Object point labels:

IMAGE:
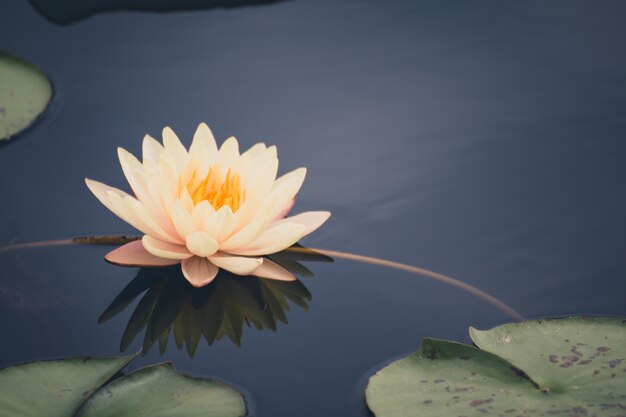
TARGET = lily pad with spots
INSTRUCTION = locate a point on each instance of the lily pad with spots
(93, 387)
(25, 92)
(572, 367)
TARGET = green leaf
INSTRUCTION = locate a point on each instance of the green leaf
(54, 388)
(25, 92)
(451, 379)
(560, 354)
(159, 391)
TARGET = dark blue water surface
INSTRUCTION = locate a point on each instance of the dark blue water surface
(485, 141)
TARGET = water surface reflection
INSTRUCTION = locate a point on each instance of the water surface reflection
(169, 305)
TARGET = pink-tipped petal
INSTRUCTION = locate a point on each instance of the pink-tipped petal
(272, 270)
(199, 271)
(244, 236)
(134, 254)
(311, 219)
(175, 149)
(201, 244)
(164, 249)
(275, 238)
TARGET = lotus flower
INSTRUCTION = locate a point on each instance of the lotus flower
(207, 208)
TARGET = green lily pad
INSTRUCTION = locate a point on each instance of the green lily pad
(25, 92)
(525, 369)
(562, 355)
(159, 391)
(54, 388)
(86, 387)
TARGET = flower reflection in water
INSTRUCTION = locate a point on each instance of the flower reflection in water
(171, 306)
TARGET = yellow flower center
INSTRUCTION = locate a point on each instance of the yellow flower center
(218, 191)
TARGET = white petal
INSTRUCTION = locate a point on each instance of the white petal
(186, 199)
(311, 219)
(164, 249)
(134, 254)
(286, 210)
(199, 271)
(138, 216)
(151, 150)
(257, 191)
(101, 191)
(183, 222)
(220, 225)
(175, 149)
(228, 154)
(272, 270)
(135, 175)
(201, 244)
(203, 149)
(235, 264)
(274, 239)
(284, 191)
(201, 213)
(244, 236)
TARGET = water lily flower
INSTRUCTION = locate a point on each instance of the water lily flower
(207, 208)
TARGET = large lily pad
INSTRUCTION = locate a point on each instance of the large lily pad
(87, 387)
(452, 379)
(159, 391)
(54, 388)
(25, 92)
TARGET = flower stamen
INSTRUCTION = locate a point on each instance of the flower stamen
(218, 191)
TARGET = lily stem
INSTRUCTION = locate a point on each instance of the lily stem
(120, 240)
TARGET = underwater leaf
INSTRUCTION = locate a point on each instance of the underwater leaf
(54, 388)
(65, 12)
(160, 391)
(452, 379)
(25, 92)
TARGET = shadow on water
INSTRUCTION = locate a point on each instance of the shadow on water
(64, 12)
(169, 305)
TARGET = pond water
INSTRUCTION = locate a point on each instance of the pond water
(485, 142)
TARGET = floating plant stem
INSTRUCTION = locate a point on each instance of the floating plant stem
(119, 240)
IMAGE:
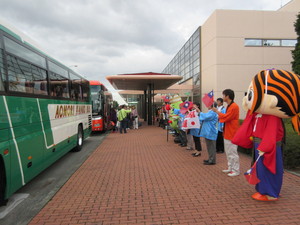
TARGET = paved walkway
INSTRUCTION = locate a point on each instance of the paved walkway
(140, 178)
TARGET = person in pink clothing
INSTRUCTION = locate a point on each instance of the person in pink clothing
(135, 118)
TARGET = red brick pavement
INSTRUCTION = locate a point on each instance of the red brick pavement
(140, 178)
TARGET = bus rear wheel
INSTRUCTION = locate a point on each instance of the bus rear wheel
(79, 139)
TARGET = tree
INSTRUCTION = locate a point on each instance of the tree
(296, 52)
(115, 104)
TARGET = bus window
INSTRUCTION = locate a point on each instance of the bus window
(76, 87)
(24, 53)
(39, 81)
(59, 85)
(2, 74)
(86, 90)
(20, 76)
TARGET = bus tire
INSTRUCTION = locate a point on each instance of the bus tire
(2, 183)
(79, 139)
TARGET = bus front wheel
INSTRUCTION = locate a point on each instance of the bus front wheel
(79, 139)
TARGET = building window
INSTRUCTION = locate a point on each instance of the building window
(288, 43)
(270, 42)
(253, 42)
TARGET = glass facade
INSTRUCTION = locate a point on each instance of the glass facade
(186, 63)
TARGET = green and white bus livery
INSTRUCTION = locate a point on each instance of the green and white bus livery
(45, 111)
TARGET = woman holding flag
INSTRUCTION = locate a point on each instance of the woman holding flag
(231, 120)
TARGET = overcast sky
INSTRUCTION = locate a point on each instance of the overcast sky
(107, 37)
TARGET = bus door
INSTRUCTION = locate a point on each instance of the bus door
(26, 137)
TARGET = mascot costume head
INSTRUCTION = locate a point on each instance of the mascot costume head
(272, 95)
(275, 92)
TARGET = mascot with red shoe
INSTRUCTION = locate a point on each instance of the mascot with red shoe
(272, 95)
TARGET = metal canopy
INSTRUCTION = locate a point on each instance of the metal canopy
(141, 81)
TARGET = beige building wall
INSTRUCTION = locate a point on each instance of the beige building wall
(293, 6)
(228, 63)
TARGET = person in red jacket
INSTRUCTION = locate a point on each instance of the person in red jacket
(272, 95)
(231, 125)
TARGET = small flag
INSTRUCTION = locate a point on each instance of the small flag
(251, 175)
(166, 98)
(208, 99)
(185, 106)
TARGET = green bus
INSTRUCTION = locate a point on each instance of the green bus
(45, 111)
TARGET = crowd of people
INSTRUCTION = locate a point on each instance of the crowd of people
(217, 127)
(124, 118)
(272, 95)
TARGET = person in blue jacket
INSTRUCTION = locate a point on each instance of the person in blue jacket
(209, 130)
(195, 132)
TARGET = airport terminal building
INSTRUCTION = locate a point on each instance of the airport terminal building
(232, 46)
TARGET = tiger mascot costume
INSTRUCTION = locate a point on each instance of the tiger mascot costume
(272, 95)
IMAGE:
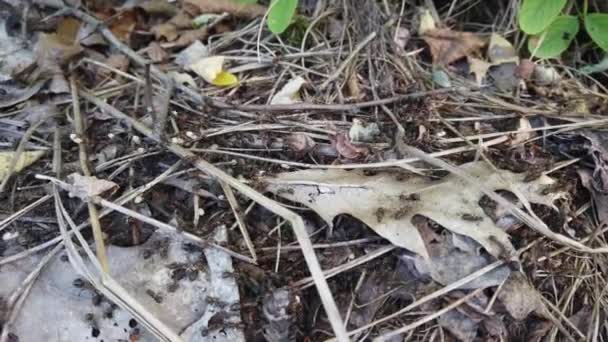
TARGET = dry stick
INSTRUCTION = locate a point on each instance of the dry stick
(384, 164)
(306, 282)
(151, 221)
(163, 113)
(20, 148)
(239, 218)
(348, 59)
(532, 222)
(296, 221)
(16, 300)
(427, 318)
(100, 247)
(122, 200)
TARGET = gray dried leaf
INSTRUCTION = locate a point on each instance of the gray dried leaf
(519, 297)
(387, 201)
(460, 325)
(85, 187)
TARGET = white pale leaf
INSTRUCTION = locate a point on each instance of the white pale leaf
(290, 93)
(208, 68)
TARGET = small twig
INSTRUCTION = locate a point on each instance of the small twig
(427, 318)
(335, 107)
(296, 221)
(100, 247)
(234, 204)
(348, 59)
(530, 220)
(308, 281)
(163, 113)
(149, 104)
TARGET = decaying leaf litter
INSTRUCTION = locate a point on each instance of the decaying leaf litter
(383, 171)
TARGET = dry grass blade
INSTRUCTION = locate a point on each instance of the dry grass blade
(296, 221)
(100, 247)
(102, 281)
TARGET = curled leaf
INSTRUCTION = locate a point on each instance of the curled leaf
(225, 79)
(208, 68)
(448, 46)
(26, 159)
(289, 93)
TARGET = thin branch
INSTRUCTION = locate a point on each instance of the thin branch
(296, 221)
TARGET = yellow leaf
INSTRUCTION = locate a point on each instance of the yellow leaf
(225, 79)
(208, 68)
(25, 159)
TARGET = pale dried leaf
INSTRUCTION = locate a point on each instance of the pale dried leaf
(402, 36)
(525, 68)
(233, 7)
(360, 132)
(168, 31)
(347, 149)
(519, 297)
(448, 46)
(479, 68)
(449, 264)
(427, 23)
(26, 159)
(300, 142)
(182, 78)
(383, 201)
(501, 51)
(524, 133)
(460, 325)
(85, 187)
(208, 68)
(52, 52)
(195, 52)
(290, 93)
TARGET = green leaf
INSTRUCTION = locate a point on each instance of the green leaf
(596, 25)
(281, 12)
(557, 37)
(536, 15)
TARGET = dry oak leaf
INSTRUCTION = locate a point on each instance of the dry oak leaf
(387, 202)
(448, 46)
(236, 9)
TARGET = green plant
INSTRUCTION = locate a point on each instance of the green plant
(553, 31)
(280, 13)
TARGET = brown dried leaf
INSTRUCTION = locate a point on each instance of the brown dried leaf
(167, 31)
(346, 148)
(300, 142)
(448, 46)
(232, 7)
(190, 36)
(156, 53)
(116, 61)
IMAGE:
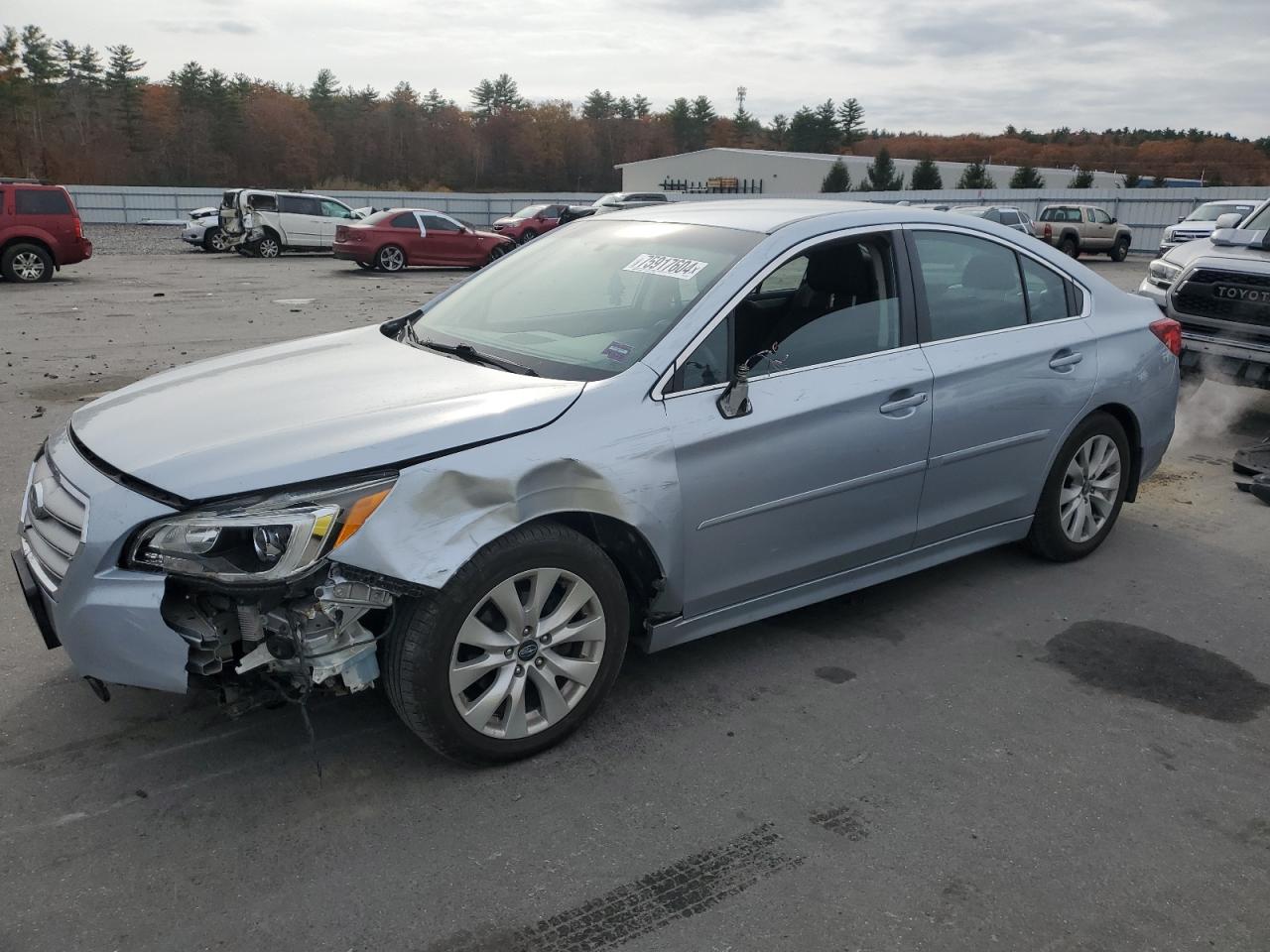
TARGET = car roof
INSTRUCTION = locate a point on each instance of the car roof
(767, 214)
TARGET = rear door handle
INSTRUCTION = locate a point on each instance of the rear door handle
(894, 407)
(1065, 359)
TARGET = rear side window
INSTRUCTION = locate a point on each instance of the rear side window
(299, 204)
(971, 285)
(1047, 293)
(46, 200)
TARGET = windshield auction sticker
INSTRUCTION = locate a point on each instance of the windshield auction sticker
(681, 268)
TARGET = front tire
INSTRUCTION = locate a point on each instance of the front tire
(390, 258)
(216, 240)
(517, 649)
(27, 264)
(1083, 493)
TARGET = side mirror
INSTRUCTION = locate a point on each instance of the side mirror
(734, 400)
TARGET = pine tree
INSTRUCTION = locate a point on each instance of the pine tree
(976, 177)
(123, 80)
(851, 121)
(1026, 177)
(1082, 179)
(880, 176)
(838, 178)
(926, 177)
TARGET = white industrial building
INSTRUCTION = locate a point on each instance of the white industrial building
(801, 173)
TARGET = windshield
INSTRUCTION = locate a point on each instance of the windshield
(1260, 221)
(1211, 212)
(588, 301)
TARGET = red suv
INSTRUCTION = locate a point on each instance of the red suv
(40, 230)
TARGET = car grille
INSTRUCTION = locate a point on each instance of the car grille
(54, 515)
(1196, 296)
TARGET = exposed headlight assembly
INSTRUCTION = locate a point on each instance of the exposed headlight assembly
(271, 539)
(1162, 273)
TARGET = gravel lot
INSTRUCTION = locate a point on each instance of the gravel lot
(992, 754)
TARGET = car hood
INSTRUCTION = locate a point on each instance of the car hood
(307, 411)
(1233, 255)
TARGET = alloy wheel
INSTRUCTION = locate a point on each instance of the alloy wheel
(391, 259)
(527, 653)
(28, 266)
(1091, 485)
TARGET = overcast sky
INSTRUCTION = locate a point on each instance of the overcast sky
(937, 64)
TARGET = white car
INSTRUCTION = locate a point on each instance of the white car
(204, 230)
(266, 222)
(1201, 222)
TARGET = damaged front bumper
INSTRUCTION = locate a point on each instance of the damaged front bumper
(153, 630)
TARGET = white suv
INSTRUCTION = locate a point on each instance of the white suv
(264, 223)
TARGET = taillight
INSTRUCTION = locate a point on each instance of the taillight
(1170, 334)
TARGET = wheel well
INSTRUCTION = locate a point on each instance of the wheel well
(23, 240)
(1127, 419)
(630, 551)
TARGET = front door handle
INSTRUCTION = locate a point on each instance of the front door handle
(894, 407)
(1065, 359)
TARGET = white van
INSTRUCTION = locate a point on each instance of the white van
(264, 223)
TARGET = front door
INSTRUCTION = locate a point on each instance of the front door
(1014, 370)
(825, 471)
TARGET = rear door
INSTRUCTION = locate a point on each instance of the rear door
(1014, 365)
(48, 209)
(302, 221)
(333, 214)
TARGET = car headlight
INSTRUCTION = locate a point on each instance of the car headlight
(270, 539)
(1162, 273)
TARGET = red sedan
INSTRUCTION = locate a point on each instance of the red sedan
(530, 221)
(400, 236)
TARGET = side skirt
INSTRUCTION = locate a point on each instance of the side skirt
(677, 631)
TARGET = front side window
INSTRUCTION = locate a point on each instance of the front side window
(971, 285)
(42, 200)
(592, 301)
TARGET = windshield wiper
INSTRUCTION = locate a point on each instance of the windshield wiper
(466, 352)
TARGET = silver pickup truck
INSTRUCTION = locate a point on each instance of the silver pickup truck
(1218, 289)
(1075, 229)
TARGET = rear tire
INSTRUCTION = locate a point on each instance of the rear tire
(1083, 492)
(27, 264)
(518, 693)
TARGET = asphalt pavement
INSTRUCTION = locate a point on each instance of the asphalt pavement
(996, 753)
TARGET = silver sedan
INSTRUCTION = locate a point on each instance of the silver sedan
(642, 429)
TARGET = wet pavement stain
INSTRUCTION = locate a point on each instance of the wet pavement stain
(1146, 664)
(834, 675)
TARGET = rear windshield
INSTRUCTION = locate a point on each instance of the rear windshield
(1061, 214)
(41, 200)
(1211, 212)
(588, 301)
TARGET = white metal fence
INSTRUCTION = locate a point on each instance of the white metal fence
(1147, 211)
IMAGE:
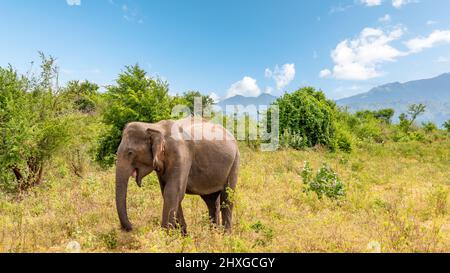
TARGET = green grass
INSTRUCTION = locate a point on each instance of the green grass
(397, 196)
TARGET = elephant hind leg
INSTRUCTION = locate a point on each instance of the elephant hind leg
(226, 201)
(213, 203)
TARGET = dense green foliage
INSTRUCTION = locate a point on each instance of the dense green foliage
(37, 121)
(306, 118)
(325, 183)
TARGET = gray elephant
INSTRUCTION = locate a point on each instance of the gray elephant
(190, 156)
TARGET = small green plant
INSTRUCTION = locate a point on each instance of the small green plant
(326, 182)
(429, 127)
(110, 239)
(266, 233)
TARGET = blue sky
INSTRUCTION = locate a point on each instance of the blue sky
(246, 47)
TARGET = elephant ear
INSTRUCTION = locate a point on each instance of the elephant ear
(158, 147)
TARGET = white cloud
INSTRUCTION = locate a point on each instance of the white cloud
(214, 97)
(442, 59)
(436, 37)
(282, 76)
(385, 19)
(246, 87)
(73, 2)
(325, 73)
(359, 59)
(371, 3)
(269, 90)
(400, 3)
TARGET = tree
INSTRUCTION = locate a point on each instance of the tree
(188, 99)
(407, 120)
(136, 97)
(307, 116)
(85, 96)
(35, 122)
(447, 125)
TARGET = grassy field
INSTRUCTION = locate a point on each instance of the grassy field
(397, 201)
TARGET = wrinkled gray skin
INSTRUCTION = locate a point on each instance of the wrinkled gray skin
(199, 167)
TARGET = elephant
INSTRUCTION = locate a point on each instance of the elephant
(184, 163)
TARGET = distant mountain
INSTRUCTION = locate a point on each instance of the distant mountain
(245, 104)
(263, 99)
(434, 93)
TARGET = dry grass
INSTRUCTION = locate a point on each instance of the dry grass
(397, 197)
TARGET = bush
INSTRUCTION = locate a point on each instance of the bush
(326, 182)
(35, 123)
(429, 127)
(308, 117)
(135, 98)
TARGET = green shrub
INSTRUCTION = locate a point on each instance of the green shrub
(429, 127)
(326, 182)
(308, 117)
(35, 122)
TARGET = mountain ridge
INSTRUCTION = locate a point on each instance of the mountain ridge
(433, 92)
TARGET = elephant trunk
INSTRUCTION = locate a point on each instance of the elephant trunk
(122, 177)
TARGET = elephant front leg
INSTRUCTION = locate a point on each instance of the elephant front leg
(181, 221)
(172, 212)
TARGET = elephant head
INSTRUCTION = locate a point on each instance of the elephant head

- Required work: Quote verbatim the line containing "TARGET = bush" and every line after it through the end of the records above.

- Exercise solution:
TARGET = bush
INSTRUCTION = locate a point on each instance of the bush
(326, 182)
(35, 123)
(429, 127)
(308, 117)
(135, 98)
TARGET = green shrub
INSTRUCTION = locate a point on each instance of the green shrub
(429, 127)
(326, 182)
(308, 117)
(35, 122)
TARGET = mountain ridge
INSTRUCTION = locate a point on each instance of the mountain ridge
(433, 92)
TARGET = elephant trunk
INSTRUCTION = locate a point on each instance of the elephant trunk
(122, 177)
TARGET = elephant front leg
INSTRUCTION = locate a point on each instance of the elephant front leg
(181, 221)
(172, 212)
TARGET = elephant head
INSTRUCTION = locate a point on each instance of the elephant head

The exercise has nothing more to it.